According to Lawson (2015), participatory action research encompasses five connected and integrated priorities. First, it allows democratic participation in practical problem solving from those who do not have formal research training. Secondly, democratic participation takes place through reflexive processes of planning, doing, studying, acting. Third, new understandings are gained from process two and are incorporated into local problem-solving. Fourth, the understandings gained from the participatory action process can be used by practitioners and policy makers. Fifth, local knowledge gained from the participatory action process can safeguard against global knowledge generalization; participatory action research helps safeguard local knowledge. Lawson (2015) writes,

“Participatory action research (PAR) is a special investigative methodology. It connects and integrates five priorities. First, PAR enables democratic participation in real-world problem-solving by local stake holders who typically lack formal research training and credentials when the research begins. Second, this democratic participation occurs in successive action research cycles, which can be described simply as plan, do, study, act. Third, new knowledge and understandings are generated as a local problem-solving proceeds, thus qualifying PAR research. Fourth, the practice-generated knowledge responds to practitioners’ and policymakers’ knowledge needs because relevant, useful knowledge for policy and practices derived from them. Fifth, PAR’s patently local knowledge provides a safeguard against an impending threat associated with globalization – namely, practice and policy homogenization.” [xxxviii]

Like Kemmis, S., McTaggart, R., Nixon, R. (2014), Lawson (2015) qualifies participatory action research as a ‘special investigative methodology’; however, participatory action research also uses a variety of methods, like quantitative and qualitative methods. Regardless whether participatory action research is a specific methodology or orientation, an important feature of participatory action is its reflexive nature.

******************************

▶ Exercise set:
A: Rewrite the passage on participatory action research from "Like Kemmis, S., McTaggart, R., Nixon, R." up to and including "its reflexive nature.", replacing "reflexive" with "reflective".
B: In the passage on participatory action research, what four steps does the Lawson quotation use to describe the successive action research cycles?
C: Write what comes next in the passage on participatory action research, starting after its final sentence.

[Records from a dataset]

******************************

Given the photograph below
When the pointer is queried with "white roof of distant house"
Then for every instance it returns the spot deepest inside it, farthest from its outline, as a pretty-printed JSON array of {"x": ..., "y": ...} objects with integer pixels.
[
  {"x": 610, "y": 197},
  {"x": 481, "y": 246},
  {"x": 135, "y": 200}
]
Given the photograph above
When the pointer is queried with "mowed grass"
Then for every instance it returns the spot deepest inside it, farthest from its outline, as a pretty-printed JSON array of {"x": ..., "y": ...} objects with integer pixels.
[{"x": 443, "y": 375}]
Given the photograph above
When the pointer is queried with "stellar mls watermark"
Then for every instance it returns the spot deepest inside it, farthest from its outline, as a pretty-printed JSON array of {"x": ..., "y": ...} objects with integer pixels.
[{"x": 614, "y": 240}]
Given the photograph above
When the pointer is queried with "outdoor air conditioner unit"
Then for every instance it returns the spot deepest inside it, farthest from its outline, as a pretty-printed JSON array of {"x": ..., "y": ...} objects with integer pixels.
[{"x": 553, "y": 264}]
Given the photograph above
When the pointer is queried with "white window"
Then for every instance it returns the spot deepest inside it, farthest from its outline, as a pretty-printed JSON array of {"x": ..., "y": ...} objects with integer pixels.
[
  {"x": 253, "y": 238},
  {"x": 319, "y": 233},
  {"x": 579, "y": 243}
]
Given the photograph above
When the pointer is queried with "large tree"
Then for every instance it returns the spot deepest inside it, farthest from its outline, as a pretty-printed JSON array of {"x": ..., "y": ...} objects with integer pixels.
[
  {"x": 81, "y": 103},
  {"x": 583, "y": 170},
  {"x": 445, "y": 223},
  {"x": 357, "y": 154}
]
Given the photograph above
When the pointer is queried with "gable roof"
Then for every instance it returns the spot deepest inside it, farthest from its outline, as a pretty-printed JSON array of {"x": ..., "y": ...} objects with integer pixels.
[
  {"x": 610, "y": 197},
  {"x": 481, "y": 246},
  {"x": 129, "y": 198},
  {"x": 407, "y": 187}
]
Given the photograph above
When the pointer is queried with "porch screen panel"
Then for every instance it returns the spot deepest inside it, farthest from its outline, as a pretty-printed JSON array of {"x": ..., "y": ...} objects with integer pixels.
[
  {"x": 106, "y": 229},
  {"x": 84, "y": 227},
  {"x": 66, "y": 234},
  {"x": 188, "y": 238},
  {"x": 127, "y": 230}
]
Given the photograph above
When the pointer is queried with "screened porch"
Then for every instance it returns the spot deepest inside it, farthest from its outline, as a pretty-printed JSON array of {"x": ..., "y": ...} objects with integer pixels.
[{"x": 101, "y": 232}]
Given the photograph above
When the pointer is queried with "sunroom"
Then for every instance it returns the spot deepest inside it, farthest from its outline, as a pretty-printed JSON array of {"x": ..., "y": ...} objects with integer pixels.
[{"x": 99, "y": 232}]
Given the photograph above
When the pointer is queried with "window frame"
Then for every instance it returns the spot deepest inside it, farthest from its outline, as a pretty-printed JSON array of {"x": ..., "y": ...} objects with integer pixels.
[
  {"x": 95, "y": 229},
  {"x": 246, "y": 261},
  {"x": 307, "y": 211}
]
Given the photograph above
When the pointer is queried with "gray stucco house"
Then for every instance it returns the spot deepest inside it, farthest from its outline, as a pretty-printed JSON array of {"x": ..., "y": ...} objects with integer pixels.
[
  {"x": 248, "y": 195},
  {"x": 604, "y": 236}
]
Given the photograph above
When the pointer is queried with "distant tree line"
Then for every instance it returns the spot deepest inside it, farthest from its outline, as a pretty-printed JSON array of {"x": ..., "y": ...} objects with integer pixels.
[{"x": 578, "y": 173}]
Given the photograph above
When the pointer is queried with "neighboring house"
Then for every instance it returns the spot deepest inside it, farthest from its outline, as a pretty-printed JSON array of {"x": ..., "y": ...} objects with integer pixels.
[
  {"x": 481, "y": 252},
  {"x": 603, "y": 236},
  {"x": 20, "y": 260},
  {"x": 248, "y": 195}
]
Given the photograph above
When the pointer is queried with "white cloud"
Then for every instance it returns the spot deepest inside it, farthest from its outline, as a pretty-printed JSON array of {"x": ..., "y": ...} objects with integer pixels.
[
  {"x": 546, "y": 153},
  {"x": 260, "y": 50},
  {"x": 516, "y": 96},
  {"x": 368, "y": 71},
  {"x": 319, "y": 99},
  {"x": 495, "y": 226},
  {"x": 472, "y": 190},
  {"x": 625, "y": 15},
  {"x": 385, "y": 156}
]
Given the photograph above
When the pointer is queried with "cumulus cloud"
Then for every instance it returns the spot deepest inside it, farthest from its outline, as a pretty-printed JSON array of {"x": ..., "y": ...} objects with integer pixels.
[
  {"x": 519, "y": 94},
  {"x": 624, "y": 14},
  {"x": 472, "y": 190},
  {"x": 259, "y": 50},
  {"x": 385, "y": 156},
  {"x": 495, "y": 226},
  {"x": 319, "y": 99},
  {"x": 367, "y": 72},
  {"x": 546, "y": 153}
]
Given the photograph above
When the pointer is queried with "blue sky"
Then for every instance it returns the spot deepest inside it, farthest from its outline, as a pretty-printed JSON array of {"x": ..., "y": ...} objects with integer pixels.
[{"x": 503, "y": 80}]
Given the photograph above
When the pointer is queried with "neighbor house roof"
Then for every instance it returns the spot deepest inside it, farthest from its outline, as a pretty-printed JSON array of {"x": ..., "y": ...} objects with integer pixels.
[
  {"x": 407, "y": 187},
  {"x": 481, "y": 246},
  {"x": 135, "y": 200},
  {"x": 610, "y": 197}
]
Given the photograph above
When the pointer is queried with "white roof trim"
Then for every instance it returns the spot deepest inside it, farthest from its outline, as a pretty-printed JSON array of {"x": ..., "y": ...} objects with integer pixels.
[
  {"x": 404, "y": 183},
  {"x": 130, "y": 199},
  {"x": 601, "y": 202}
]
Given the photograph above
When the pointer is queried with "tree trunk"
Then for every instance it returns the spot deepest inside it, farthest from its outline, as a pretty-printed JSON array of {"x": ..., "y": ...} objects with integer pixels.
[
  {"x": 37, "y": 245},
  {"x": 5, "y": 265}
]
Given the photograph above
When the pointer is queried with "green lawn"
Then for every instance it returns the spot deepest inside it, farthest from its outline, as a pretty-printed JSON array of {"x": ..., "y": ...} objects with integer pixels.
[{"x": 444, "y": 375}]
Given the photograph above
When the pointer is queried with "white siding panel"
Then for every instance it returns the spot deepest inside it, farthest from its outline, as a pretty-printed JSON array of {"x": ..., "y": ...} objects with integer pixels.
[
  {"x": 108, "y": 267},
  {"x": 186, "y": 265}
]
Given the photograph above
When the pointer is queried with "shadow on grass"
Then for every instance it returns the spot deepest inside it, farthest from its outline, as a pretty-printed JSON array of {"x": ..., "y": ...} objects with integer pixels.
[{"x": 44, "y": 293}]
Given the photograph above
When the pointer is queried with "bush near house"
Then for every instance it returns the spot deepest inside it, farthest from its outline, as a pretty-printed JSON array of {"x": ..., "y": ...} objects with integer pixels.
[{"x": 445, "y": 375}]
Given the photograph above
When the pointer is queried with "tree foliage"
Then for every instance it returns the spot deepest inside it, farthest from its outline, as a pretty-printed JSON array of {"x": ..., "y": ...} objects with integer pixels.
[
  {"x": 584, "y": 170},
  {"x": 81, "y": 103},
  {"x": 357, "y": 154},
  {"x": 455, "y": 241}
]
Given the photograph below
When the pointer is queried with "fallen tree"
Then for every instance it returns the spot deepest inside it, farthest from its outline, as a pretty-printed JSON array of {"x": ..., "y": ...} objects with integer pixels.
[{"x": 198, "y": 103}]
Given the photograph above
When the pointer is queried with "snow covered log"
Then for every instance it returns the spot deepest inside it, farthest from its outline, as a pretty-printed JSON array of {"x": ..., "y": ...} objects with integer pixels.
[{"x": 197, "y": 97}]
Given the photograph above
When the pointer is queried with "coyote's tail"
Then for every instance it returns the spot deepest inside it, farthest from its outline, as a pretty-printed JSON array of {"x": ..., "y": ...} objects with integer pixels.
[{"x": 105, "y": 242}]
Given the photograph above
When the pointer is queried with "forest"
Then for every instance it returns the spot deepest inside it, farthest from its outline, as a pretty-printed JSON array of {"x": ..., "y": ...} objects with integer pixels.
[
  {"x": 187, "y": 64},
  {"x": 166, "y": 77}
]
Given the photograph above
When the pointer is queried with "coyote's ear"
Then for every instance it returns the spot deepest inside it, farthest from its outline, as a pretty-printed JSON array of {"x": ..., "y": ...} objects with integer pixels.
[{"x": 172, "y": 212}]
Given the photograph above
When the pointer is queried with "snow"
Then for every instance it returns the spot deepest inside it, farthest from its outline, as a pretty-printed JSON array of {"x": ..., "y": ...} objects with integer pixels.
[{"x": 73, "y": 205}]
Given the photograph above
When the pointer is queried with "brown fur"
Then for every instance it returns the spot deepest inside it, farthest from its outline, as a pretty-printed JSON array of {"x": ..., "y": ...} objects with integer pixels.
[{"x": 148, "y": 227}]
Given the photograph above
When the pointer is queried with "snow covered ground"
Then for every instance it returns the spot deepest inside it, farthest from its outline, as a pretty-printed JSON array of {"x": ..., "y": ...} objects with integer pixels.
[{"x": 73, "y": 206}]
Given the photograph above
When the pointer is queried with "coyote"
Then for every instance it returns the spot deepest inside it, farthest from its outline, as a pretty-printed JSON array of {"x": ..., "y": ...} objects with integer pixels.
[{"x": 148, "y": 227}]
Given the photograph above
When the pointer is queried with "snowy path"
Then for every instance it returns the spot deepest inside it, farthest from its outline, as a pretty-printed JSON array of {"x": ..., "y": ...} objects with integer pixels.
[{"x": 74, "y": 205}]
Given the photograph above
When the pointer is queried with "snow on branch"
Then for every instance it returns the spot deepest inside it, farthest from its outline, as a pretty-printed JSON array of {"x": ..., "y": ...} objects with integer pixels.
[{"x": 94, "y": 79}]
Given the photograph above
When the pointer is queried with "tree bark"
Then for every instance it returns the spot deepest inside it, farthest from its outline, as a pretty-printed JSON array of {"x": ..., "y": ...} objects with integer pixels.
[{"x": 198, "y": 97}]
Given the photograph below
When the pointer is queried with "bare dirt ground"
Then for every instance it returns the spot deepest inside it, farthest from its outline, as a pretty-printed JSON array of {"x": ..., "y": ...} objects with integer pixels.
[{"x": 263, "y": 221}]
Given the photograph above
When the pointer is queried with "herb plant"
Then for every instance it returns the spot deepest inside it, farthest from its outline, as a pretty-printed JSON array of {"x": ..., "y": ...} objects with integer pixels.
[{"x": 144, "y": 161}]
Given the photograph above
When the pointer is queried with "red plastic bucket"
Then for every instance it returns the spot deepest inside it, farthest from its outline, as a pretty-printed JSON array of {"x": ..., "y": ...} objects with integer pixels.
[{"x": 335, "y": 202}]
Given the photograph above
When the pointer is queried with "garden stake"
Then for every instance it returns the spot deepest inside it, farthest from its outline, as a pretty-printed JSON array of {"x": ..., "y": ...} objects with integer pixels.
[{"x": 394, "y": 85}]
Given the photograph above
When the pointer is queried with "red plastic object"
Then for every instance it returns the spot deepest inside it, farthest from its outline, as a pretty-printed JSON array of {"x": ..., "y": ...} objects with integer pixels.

******************************

▶ Expected responses:
A:
Like Kemmis, S., McTaggart, R., Nixon, R. (2014), Lawson (2015) qualifies participatory action research as a ‘special investigative methodology’; however, participatory action research also uses a variety of methods, like quantitative and qualitative methods. Regardless whether participatory action research is a specific methodology or orientation, an important feature of participatory action is its reflective nature.

B: Plan, do, study, act.

C:
Participatory action research derives from Kurt Lewin’s action-spiral approach described above.[xxxix] Like action research, there are many types of participatory action research and many approaches about how to apply reflexive frameworks. Some examples include participatory rural appraisal, community-based participatory action research, and visual/digital participatory action research, to name a few. Before moving to critical participatory action research, I introduce two examples of participatory action methodologies from Chevalier and Buckles (2013) [xl].

For Chevalier and Buckles (2013) [xli]  participatory action research is an expression of science that is focused on self-experimentation and reflectivity. They stress the importance of reconnecting democracy and science by rooting both theory and technique back to the level of the human scale. Chevalier and Buckles (2013) built a model in which there are three equal sized circles that overlap – as a Venn diagram. These circles represent participation (i.e. life in society), action (i.e. experience, emotions, sensations, technique and practice) and the last circle represents research (i.e. mind, thought, science, reasoning, meaning, and epistemology). Participatory action research is reflected in the middle of the Venn diagram where each circle overlaps. Therefore, participatory action is equally understood as participation, research, and action.

Chevalier and Buckles (2013) [xlii]  discuss two research tools for meaningful inquiry, action research and training (ART) and planning, inquiry and evaluation (PIE). The goal of these tools is to facilitate communication between researchers and participants and to better understand the research priorities. In the ART method, researchers and participants indicate on the Venn diagram which activities the project should encompass – mostly action, mostly training, mostly research, combination of action and training, combination of research and training combination of action and research or the combination of all three, action research and training. This method is used to identify where effort should be focused. Furthermore, it allows researchers and participants to plan the project based on the activities that they designate as most important.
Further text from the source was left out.